▸ What you are asked to do:
Copy out the listing below, swapping every "positive clicks" for "foreground clicks" and keeping everything else the same.
# # # #
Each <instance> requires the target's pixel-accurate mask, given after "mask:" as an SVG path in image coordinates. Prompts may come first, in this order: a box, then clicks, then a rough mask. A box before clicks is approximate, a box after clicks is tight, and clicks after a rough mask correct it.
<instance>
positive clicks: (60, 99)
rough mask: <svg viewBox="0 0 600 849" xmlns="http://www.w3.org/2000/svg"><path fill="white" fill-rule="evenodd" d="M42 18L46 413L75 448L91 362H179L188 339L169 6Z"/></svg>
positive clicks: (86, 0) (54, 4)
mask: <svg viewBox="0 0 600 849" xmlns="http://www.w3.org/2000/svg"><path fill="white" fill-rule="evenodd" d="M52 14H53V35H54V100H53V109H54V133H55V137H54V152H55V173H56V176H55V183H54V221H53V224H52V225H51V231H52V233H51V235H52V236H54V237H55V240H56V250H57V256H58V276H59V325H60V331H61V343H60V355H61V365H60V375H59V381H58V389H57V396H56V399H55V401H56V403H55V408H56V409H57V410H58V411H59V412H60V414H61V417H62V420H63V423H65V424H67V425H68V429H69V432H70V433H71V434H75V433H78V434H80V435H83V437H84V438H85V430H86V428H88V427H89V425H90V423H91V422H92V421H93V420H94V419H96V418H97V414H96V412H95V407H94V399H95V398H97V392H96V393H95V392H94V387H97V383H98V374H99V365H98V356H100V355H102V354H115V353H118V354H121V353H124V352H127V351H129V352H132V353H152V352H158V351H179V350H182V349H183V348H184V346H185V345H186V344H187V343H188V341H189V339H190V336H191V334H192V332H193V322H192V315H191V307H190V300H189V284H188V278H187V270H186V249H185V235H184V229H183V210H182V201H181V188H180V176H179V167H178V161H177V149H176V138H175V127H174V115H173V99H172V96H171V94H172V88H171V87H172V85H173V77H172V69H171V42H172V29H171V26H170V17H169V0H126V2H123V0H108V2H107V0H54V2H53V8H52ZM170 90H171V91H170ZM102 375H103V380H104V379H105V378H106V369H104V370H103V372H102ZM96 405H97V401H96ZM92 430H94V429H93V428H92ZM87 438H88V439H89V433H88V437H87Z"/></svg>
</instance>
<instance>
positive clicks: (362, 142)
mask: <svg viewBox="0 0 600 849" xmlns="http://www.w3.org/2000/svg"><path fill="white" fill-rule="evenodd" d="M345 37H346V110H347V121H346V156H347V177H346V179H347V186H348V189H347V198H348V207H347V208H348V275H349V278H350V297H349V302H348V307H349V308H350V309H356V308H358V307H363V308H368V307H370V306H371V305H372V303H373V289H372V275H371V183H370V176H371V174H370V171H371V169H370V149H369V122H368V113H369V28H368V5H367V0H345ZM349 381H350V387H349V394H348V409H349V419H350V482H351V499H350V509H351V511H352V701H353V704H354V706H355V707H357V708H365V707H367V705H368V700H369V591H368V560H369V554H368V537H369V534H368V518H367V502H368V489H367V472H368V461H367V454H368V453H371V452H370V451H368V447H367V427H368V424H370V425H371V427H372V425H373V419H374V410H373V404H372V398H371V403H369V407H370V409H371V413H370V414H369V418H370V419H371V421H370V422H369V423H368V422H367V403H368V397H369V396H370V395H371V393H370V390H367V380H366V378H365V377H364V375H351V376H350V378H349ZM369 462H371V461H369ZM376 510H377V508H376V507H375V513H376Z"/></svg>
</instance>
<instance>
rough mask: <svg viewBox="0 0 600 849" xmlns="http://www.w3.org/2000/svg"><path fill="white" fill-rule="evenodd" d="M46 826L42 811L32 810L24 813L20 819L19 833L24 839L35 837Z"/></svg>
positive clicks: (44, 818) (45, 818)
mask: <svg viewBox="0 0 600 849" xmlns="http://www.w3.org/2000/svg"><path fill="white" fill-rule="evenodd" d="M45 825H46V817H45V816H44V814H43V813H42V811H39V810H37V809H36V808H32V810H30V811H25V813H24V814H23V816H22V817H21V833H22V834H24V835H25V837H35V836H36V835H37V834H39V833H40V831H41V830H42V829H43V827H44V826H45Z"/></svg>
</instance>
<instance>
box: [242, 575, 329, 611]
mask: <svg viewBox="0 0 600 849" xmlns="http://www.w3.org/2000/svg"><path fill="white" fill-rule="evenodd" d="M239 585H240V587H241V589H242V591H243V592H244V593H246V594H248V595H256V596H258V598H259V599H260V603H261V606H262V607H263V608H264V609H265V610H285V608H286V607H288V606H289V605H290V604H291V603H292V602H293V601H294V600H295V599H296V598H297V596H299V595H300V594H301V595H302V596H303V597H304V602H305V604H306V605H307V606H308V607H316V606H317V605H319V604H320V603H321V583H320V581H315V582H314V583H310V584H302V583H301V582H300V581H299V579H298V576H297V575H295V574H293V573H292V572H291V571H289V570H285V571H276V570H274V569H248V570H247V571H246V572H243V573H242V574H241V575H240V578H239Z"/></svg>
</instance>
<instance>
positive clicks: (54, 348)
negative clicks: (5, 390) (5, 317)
# # # #
▸ Answer box:
Each <instance> requires the target's pixel-accurate mask, given after "mask:" as an SVG path in image coordinates. Prompts may come first, in this order: a box, then clicks, then a rough mask. A box before clicks is approximate, a box after clicks is tight, and clicks after a rough mask correct it.
<instance>
foreground clicks: (60, 99)
rough mask: <svg viewBox="0 0 600 849" xmlns="http://www.w3.org/2000/svg"><path fill="white" fill-rule="evenodd" d="M42 18L46 413L75 448L91 362H179L188 339L169 6Z"/></svg>
foreground clicks: (86, 0) (54, 4)
mask: <svg viewBox="0 0 600 849" xmlns="http://www.w3.org/2000/svg"><path fill="white" fill-rule="evenodd" d="M52 14H53V35H54V100H53V109H54V133H55V137H54V152H55V173H56V176H55V183H54V221H53V224H52V225H51V231H52V233H51V235H52V236H54V237H55V240H56V250H57V256H58V276H59V325H60V331H61V343H60V355H61V365H60V375H59V381H58V389H57V396H56V399H55V401H56V403H55V408H56V409H57V410H58V411H59V412H60V414H61V417H62V420H63V423H65V424H67V425H68V429H69V432H70V433H71V434H75V433H78V434H80V435H83V437H84V438H85V430H86V428H88V427H89V425H90V423H91V422H92V421H93V420H94V419H96V418H97V414H96V412H95V407H94V399H95V398H97V392H96V393H95V392H94V387H97V383H98V374H99V365H98V356H100V355H102V354H115V353H118V354H121V353H124V352H127V351H129V352H132V353H152V352H158V351H179V350H182V349H183V348H184V346H185V345H186V344H187V343H188V341H189V339H190V336H191V334H192V332H193V322H192V315H191V307H190V300H189V284H188V278H187V270H186V249H185V235H184V229H183V210H182V201H181V188H180V176H179V167H178V161H177V149H176V138H175V127H174V115H173V99H172V96H171V94H172V88H171V87H172V85H173V77H172V69H171V42H172V29H171V26H170V17H169V0H126V2H123V0H108V2H107V0H54V2H53V8H52ZM170 90H171V91H170ZM102 375H103V380H104V379H105V378H106V369H104V370H103V372H102ZM96 405H97V401H96ZM92 430H94V429H93V428H92ZM87 438H88V439H89V433H88V437H87Z"/></svg>
</instance>
<instance>
foreground clicks: (362, 142)
mask: <svg viewBox="0 0 600 849" xmlns="http://www.w3.org/2000/svg"><path fill="white" fill-rule="evenodd" d="M345 37H346V110H347V121H346V156H347V177H346V179H347V186H348V189H347V198H348V207H347V208H348V275H349V278H350V297H349V302H348V307H349V308H350V309H356V308H358V307H363V308H368V307H370V306H371V305H372V303H373V289H372V275H371V183H370V176H371V174H370V171H371V169H370V149H369V122H368V113H369V28H368V5H367V0H345ZM349 381H350V387H349V394H348V409H349V419H350V482H351V499H350V509H351V511H352V701H353V704H354V706H355V707H357V708H365V707H367V705H368V700H369V591H368V560H369V554H368V537H369V534H368V518H367V502H368V489H367V472H368V461H367V454H368V453H371V452H370V451H368V447H367V427H368V424H370V425H371V427H372V425H373V419H374V410H373V404H372V398H371V403H369V407H370V409H371V413H370V414H369V418H370V419H371V421H370V422H369V423H368V422H367V403H368V397H369V396H370V395H371V393H370V390H367V380H366V378H365V377H364V375H351V376H350V378H349ZM369 462H371V461H369ZM376 510H377V508H376V507H375V513H376Z"/></svg>
</instance>
<instance>
rough mask: <svg viewBox="0 0 600 849" xmlns="http://www.w3.org/2000/svg"><path fill="white" fill-rule="evenodd" d="M46 826L42 811L32 810L24 813L20 819L19 833L24 839L35 837Z"/></svg>
foreground clicks: (44, 818) (45, 818)
mask: <svg viewBox="0 0 600 849" xmlns="http://www.w3.org/2000/svg"><path fill="white" fill-rule="evenodd" d="M45 825H46V817H45V816H44V814H43V813H42V811H39V810H37V809H36V808H32V810H30V811H25V813H24V814H23V816H22V817H21V833H22V834H24V835H25V837H35V836H36V835H37V834H39V833H40V831H41V830H42V829H43V827H44V826H45Z"/></svg>
</instance>
<instance>
box: [242, 575, 329, 611]
mask: <svg viewBox="0 0 600 849" xmlns="http://www.w3.org/2000/svg"><path fill="white" fill-rule="evenodd" d="M239 585H240V587H241V589H242V591H243V592H244V593H246V594H248V595H256V596H258V598H259V599H260V603H261V606H262V607H263V608H264V609H265V610H285V608H286V607H288V606H289V605H290V604H291V603H292V602H293V601H294V600H295V599H296V598H297V596H299V595H300V594H301V595H302V596H303V597H304V602H305V604H306V605H307V606H308V607H316V606H317V605H319V604H320V603H321V583H320V581H315V582H314V583H310V584H302V583H301V582H300V581H299V579H298V576H297V575H295V574H293V573H292V572H291V571H289V570H285V571H276V570H274V569H248V570H247V571H246V572H243V573H242V574H241V575H240V578H239Z"/></svg>
</instance>
<instance>
foreground clicks: (54, 348)
negative clicks: (5, 390) (5, 317)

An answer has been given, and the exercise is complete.